**** Dati forniti
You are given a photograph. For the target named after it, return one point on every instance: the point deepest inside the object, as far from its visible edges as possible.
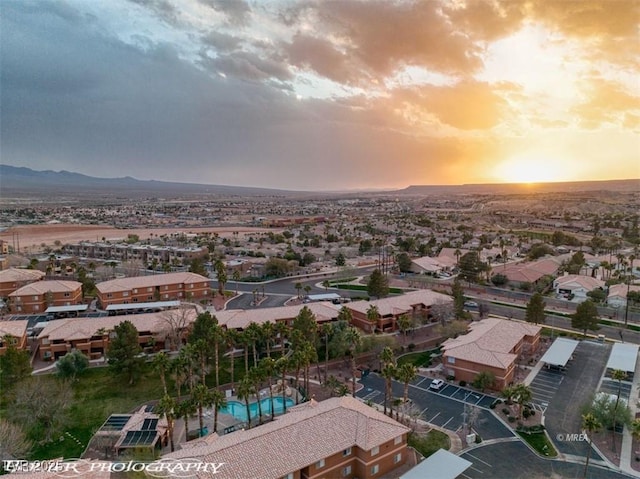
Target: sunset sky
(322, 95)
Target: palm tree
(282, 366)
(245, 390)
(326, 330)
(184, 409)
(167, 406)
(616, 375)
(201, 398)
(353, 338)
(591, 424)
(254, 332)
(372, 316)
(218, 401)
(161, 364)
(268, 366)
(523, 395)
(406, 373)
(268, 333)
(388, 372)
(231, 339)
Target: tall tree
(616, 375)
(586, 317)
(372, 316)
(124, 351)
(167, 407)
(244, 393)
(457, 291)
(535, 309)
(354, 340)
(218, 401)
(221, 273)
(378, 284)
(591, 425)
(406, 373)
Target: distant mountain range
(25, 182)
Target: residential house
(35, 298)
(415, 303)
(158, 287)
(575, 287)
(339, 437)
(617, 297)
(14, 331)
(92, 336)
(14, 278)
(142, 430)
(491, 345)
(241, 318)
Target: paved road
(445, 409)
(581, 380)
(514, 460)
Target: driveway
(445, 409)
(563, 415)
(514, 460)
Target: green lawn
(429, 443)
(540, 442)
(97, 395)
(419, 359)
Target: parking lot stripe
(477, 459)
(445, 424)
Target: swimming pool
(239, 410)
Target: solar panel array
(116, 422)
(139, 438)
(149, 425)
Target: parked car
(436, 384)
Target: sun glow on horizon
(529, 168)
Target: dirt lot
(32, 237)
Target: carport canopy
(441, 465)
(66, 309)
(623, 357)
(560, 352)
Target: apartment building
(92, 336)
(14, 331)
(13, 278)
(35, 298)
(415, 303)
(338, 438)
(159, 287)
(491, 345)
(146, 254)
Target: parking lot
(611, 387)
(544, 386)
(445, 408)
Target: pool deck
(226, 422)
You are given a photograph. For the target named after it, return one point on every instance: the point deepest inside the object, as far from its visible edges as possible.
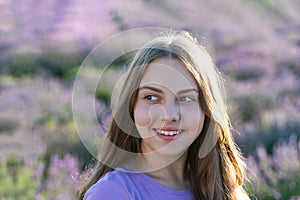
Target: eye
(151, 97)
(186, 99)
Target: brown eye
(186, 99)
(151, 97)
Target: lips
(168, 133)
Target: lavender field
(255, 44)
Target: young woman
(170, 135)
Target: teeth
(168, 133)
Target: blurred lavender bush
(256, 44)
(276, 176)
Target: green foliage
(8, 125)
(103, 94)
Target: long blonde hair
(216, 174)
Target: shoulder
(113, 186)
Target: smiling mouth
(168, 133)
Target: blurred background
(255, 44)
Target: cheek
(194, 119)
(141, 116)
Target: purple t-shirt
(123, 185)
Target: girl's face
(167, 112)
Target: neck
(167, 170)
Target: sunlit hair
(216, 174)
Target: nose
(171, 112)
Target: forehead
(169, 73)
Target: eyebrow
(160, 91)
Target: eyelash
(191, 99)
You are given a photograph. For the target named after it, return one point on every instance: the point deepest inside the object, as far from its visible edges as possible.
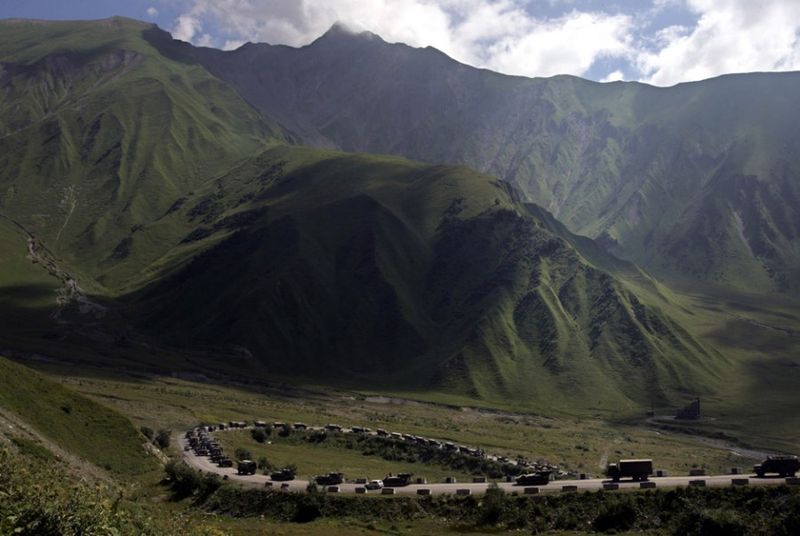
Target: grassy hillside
********
Obiettivo del compito: Disponi le righe qui sopra in un elenco numerato, tralasciando quelle vuote. Nella risposta non includere le immagini.

Soluzione dell'esercizio:
1. You are given a photograph. For the target named after it, return one point on every instance: the point deepest inside the object, as far from its visible edges as possible.
2. Target: sunset sky
3. (322, 95)
4. Target: palm tree
5. (282, 366)
6. (245, 390)
7. (326, 330)
8. (184, 409)
9. (167, 406)
10. (616, 375)
11. (201, 398)
12. (353, 338)
13. (591, 424)
14. (254, 332)
15. (372, 316)
16. (218, 401)
17. (161, 364)
18. (268, 366)
19. (523, 395)
20. (406, 373)
21. (268, 333)
22. (388, 372)
23. (231, 339)
24. Target: tall tree
25. (616, 375)
26. (586, 317)
27. (372, 316)
28. (124, 351)
29. (167, 407)
30. (244, 393)
31. (457, 291)
32. (535, 309)
33. (354, 340)
34. (218, 401)
35. (221, 273)
36. (378, 284)
37. (591, 425)
38. (406, 373)
39. Target: distant mountain range
40. (25, 182)
41. Target: residential house
42. (35, 298)
43. (415, 303)
44. (158, 287)
45. (575, 287)
46. (339, 437)
47. (617, 297)
48. (14, 331)
49. (92, 336)
50. (14, 278)
51. (142, 430)
52. (491, 345)
53. (241, 318)
54. Target: paved road
55. (445, 409)
56. (581, 380)
57. (514, 460)
58. Target: driveway
59. (445, 409)
60. (563, 415)
61. (514, 460)
62. Target: green lawn
63. (429, 443)
64. (540, 442)
65. (97, 395)
66. (419, 359)
67. Target: parking lot stripe
68. (477, 459)
69. (445, 424)
70. Target: swimming pool
71. (239, 410)
72. Target: solar panel array
73. (116, 422)
74. (139, 438)
75. (149, 425)
76. Target: parked car
77. (436, 384)
78. Target: sun glow on horizon
79. (529, 168)
80. Target: dirt lot
81. (32, 237)
82. Target: carport canopy
83. (441, 465)
84. (66, 309)
85. (623, 357)
86. (560, 352)
87. Target: apartment building
88. (92, 336)
89. (14, 331)
90. (13, 278)
91. (35, 298)
92. (415, 303)
93. (338, 438)
94. (159, 287)
95. (491, 345)
96. (146, 254)
97. Target: parking lot
98. (611, 387)
99. (544, 386)
100. (445, 408)
101. Target: pool deck
102. (226, 422)
103. You are given a photograph. For the target named after it, return one point on every instance: the point deepest inside the object, as far from its visible edges as possible.
104. Target: eye
105. (151, 97)
106. (186, 99)
107. Target: brown eye
108. (186, 99)
109. (151, 97)
110. Target: lips
111. (168, 133)
112. Target: lavender field
113. (255, 44)
114. Target: young woman
115. (170, 135)
116. Target: teeth
117. (168, 133)
118. Target: blurred lavender bush
119. (256, 44)
120. (276, 176)
121. Target: green foliage
122. (8, 125)
123. (103, 94)
124. Target: long blonde hair
125. (216, 174)
126. Target: shoulder
127. (113, 186)
128. Target: smiling mouth
129. (168, 133)
130. Target: blurred background
131. (255, 44)
132. Target: cheek
133. (194, 119)
134. (141, 116)
135. Target: purple t-shirt
136. (123, 185)
137. Target: girl's face
138. (167, 112)
139. Target: neck
140. (167, 170)
141. Target: sunlit hair
142. (216, 174)
143. Target: nose
144. (171, 112)
145. Target: forehead
146. (169, 73)
147. Target: eyebrow
148. (160, 91)
149. Target: eyelash
150. (191, 99)
151. You are given a photograph. For the target named after it, return one point on every instance: the point deepest inside the object, as far from its visible edges as possible.
152. Target: grassy hillside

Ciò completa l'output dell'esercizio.